[Required action]
Answer these from the article on the "Freedom To Be" quilt:
(a) What does Switzer hand out to youth in need through Valid USA?
(b) What plant are the arm outlines shaped like on the panel Toomey made with his family?
(c) What is Abdool Corlette's job at the ACLU?

[Excerpt provided]
——

Switzer has long been engaged in activism through Valid USA, distributing chest binders to youth in need. But faced with shifting political landscapes and threats to LGBTQ+ organizations and healthcare providers, he is packing his life into an RV, heading toward “blue states” in search of greater security and the ability to continue serving his community.
Like Switzer, Russ Toomey — a University of Arizona professor and activist — could not attend the quilt unveiling in person. A past litigant against Arizona’s restrictive healthcare laws, Toomey worked alongside his family to create a panel featuring outlines of their arms curved like Saguaro cacti — an enduring symbol of community strength borne from the desert.
“The Saguaro survives because it’s rooted in mutual support,” Toomey said. “That’s how we do it — we hold each other up.”
Art as Healing and Collective Resistance
For many contributors, the quilt was an avenue to process emotion, assert identity, and forge connection. Courn Ahn, a Portland-based graphic designer and illustrator, included floral motifs on their panel symbolizing growth and transition. Ahn described the creative process as cathartic and emphasized the importance of expressing joy as a form of resilience.
“Freedom for trans folks is the freedom to be everywhere and anywhere as our authentic selves without limit,” Ahn shared.
The Vision and Legacy
The installation’s mastermind, Abdool Corlette, head of brand at the ACLU, described “Freedom To Be” as a legacy project — a continuation of the spirit of the AIDS Memorial Quilt. While the latter memorialized lives lost, this new iteration celebrates lives lived and insists on the right to exist with dignity and freedom.
“We are giving folks the opportunity to memorialize their very real lives,” said Corlette. “Even as there are efforts across this country to erase them from all aspects of public life, creating joy is just as important as resisting.”
As states remove or restrict access to gender-affirming care, and as legal battles rise to protect the rights of LGBTQ+ individuals, “Freedom To Be” stands tall as a temporary monument with lasting impact. It reminds us that art is not only a means of self-expression but also an act of political defiance and healing.
A Message to the Future
As Switzer embarks on his nomadic journey, he leaves behind more than just a quilt square. His story — and those of every artist who contributed — compels audiences to remember that today’s trans youth can grow into thriving, empowered trans adults, given the chance. Their presence, embodied in patchwork and paint, is a declaration of life against a backdrop of erasure.
“We are still here,” these quilts proclaim. “We are living, loving, evolving — and we are free to be.”
In a time of widespread uncertainty and regression, the “Freedom To Be” installation offers not only awareness and affirmation, but hope — patch by patch, human by human.

——

[Provided material]

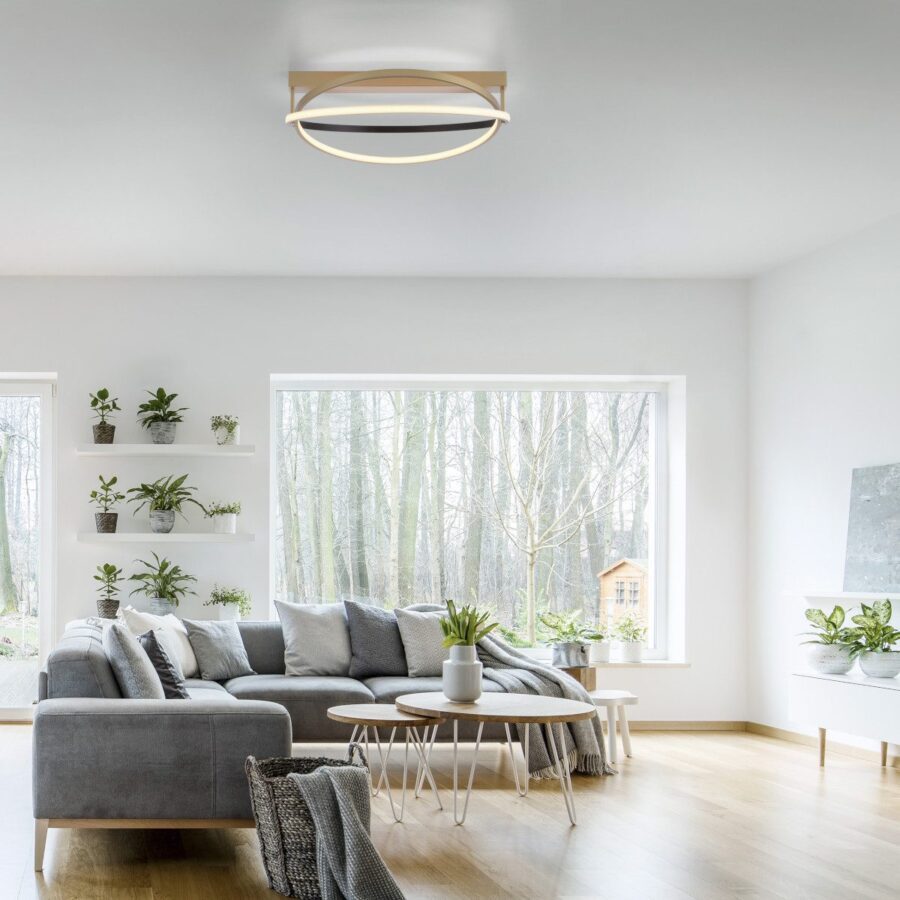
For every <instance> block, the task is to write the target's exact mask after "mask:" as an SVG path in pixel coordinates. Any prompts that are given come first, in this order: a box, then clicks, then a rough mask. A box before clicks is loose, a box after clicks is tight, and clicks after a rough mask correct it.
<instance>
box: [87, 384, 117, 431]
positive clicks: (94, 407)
mask: <svg viewBox="0 0 900 900" xmlns="http://www.w3.org/2000/svg"><path fill="white" fill-rule="evenodd" d="M88 396H89V397H90V398H91V409H92V410H93V411H94V415H95V416H96V417H97V418H98V419H99V420H100V421H99V422H97V424H96V425H94V426H93V432H94V443H95V444H111V443H112V442H113V439H114V438H115V436H116V426H115V425H110V424H109V419H110V418H112V414H113V413H114V412H121V407H120V406H119V398H118V397H110V396H109V389H108V388H100V389H99V390H98V391H97V393H96V394H88Z"/></svg>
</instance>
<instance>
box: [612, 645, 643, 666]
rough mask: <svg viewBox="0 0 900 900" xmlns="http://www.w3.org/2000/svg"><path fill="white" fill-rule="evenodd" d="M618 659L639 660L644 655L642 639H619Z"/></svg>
mask: <svg viewBox="0 0 900 900" xmlns="http://www.w3.org/2000/svg"><path fill="white" fill-rule="evenodd" d="M618 643H619V659H620V660H621V661H622V662H640V661H641V660H642V659H643V657H644V642H643V641H619V642H618Z"/></svg>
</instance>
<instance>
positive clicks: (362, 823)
mask: <svg viewBox="0 0 900 900" xmlns="http://www.w3.org/2000/svg"><path fill="white" fill-rule="evenodd" d="M288 778H290V779H291V781H292V782H293V783H294V784H295V785H296V786H297V790H299V791H300V794H301V795H302V797H303V799H304V800H305V801H306V805H307V806H308V807H309V812H310V815H311V816H312V819H313V822H314V823H315V826H316V865H317V868H318V873H319V889H320V890H321V892H322V898H323V900H403V893H402V892H401V890H400V888H399V887H397V883H396V882H395V881H394V878H393V876H392V875H391V873H390V871H389V870H388V867H387V866H386V865H385V864H384V860H383V859H382V858H381V856H380V855H379V853H378V851H377V850H376V849H375V845H374V844H373V843H372V839H371V837H370V836H369V814H370V808H369V773H368V772H367V771H366V770H365V769H363V768H360V767H359V766H323V767H322V768H320V769H316V771H315V772H310V773H309V774H308V775H297V774H294V773H292V774H290V775H288Z"/></svg>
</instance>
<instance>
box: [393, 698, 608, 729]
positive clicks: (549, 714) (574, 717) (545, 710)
mask: <svg viewBox="0 0 900 900" xmlns="http://www.w3.org/2000/svg"><path fill="white" fill-rule="evenodd" d="M397 708H398V709H401V710H403V711H404V712H407V713H414V714H416V715H420V716H443V717H445V718H447V719H467V720H470V721H475V722H509V723H514V724H518V725H526V724H534V725H542V724H544V723H547V722H577V721H579V720H581V719H592V718H593V717H594V716H595V715H597V709H596V707H595V706H594V705H593V704H591V703H582V702H581V701H579V700H566V699H564V698H563V697H541V696H538V695H536V694H499V693H498V694H493V693H492V694H482V695H481V697H480V699H478V700H476V701H475V702H474V703H454V702H453V701H452V700H448V699H447V698H446V697H445V696H444V695H443V694H441V693H439V692H436V691H435V692H429V693H424V694H404V695H403V696H402V697H398V698H397Z"/></svg>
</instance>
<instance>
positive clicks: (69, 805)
mask: <svg viewBox="0 0 900 900" xmlns="http://www.w3.org/2000/svg"><path fill="white" fill-rule="evenodd" d="M250 755H253V756H256V757H258V758H260V759H262V758H265V757H269V756H290V755H291V719H290V716H289V715H288V713H287V710H286V709H285V708H284V707H283V706H279V705H278V704H277V703H269V702H267V701H262V700H244V701H241V702H238V703H221V702H215V701H209V702H207V701H203V700H106V699H93V698H90V699H81V698H72V699H61V700H44V701H42V702H41V703H39V704H38V705H37V709H36V711H35V716H34V734H33V759H34V765H33V770H32V779H33V787H32V794H33V805H34V817H35V818H36V819H243V818H250V817H251V815H252V813H251V809H250V795H249V790H248V787H247V780H246V777H245V775H244V760H245V759H246V758H247V756H250Z"/></svg>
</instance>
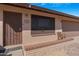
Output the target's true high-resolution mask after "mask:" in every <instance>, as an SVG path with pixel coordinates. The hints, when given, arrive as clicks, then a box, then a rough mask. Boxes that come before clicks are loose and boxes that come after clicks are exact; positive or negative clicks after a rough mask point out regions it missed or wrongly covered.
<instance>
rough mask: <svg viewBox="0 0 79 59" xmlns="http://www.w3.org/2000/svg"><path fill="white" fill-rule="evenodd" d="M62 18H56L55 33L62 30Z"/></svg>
mask: <svg viewBox="0 0 79 59" xmlns="http://www.w3.org/2000/svg"><path fill="white" fill-rule="evenodd" d="M61 20H62V19H59V18H56V19H55V33H57V32H62V23H61Z"/></svg>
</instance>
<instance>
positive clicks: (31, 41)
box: [0, 4, 74, 45]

——

[Response area]
(a) Chest binders.
(b) Saguaro cacti.
(c) Head of brand.